▸ Artigo:

⁂

A procuradora-geral da República, Raquel Dodge, recorreu da decisão do Superior Tribunal de Justiça (STJ) que negou a federalização das investigações do caso conhecido como Chacina do Cabula.
O recurso foi anexado na última sexta-feira (15) ao Incidente de Deslocamento de Competência (IDC) 10, ajuizado pela PGR em junho de 2016, após a Justiça Estadual da Bahia ter absolvido vários policiais militares acusados de envolvimento na chacina.
De acordo com o documento, o STJ reconheceu haver grave violação a direitos humanos e risco de responsabilização internacional para o Brasil se o caso não foi devidamente investigado.
No entanto, em decisão proferida em 28 de novembro de 2018, o tribunal entendeu que, após anulação da sentença absolutória expedida pelo Tribunal de Justiça da Bahia, não há mais fatores que impliquem na incapacidade de as autoridades estaduais julgarem o caso.
Para Raquel Dodge, a Chacina do Cabula preenche todos os requisitos constitucionais que recomendam o deslocamento da competência, mesmo após a anulação da sentença absolutória do TJ-BA. Ainda segundo ela, a investigação do fato foi conduzida “com indícios reais de parcialidade”, uma vez que houve divergências entre o Ministério Público do Estado da Bahia e a Polícia Civil
Diante de tudo isso, a PGR entendeu que negar o pedido de federalização da investigação do caso “viola o próprio preceito constitucional, que prevê o instituto como garantidor do cumprimento de obrigações decorrentes de tratados internacionais de direitos humanos”.

⁂

▸ Dados fornecidos:
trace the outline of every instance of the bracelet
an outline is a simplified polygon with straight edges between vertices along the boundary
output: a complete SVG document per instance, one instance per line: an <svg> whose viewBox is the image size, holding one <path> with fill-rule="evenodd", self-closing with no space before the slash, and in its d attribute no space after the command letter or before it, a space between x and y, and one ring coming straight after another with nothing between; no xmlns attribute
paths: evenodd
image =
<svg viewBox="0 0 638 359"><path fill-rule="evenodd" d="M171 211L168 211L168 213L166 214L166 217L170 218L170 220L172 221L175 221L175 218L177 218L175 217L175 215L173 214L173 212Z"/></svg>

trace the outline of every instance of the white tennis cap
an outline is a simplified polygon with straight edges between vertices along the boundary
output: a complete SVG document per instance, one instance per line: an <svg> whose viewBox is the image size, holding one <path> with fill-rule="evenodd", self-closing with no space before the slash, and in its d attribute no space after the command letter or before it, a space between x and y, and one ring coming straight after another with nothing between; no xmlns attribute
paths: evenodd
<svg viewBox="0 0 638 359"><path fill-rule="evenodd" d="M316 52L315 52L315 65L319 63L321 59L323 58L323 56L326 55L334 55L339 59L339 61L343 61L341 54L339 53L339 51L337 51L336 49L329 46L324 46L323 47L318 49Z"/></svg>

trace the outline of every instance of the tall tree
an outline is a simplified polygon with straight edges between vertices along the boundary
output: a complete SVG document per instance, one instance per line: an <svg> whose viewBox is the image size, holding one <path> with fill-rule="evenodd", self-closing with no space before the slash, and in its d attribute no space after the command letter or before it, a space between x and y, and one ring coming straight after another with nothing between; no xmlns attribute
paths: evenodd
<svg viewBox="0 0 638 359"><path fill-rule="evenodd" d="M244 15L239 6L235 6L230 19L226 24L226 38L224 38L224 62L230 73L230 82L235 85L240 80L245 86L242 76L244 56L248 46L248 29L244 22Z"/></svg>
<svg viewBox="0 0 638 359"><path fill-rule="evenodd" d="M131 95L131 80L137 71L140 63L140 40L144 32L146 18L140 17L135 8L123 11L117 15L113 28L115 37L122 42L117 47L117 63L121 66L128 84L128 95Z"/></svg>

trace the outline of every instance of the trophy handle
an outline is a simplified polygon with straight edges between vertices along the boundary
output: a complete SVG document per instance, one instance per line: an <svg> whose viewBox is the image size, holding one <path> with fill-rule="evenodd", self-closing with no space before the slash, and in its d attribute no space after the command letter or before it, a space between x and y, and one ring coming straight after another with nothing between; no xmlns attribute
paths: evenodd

⁂

▸ Exercício proposto: Determine se cada afirmação seguinte está de acordo com o artigo, respondendo sim ou não e citando literalmente as palavras decisivas do texto: (a) o recurso foi anexado a um incidente ajuizado pela PGR em junho de 2016; (b) a decisão do STJ que negou a federalização foi proferida em dezembro de 2018; (c) para Raquel Dodge, a Chacina do Cabula deixou de preencher os requisitos constitucionais para o deslocamento da competência após a anulação da sentença absolutória.

▸ Resolução do exercício:
(a) Sim: "O recurso foi anexado na última sexta-feira (15) ao Incidente de Deslocamento de Competência (IDC) 10, ajuizado pela PGR em junho de 2016".
(b) Não: "em decisão proferida em 28 de novembro de 2018".
(c) Não: "a Chacina do Cabula preenche todos os requisitos constitucionais que recomendam o deslocamento da competência, mesmo após a anulação da sentença absolutória do TJ-BA".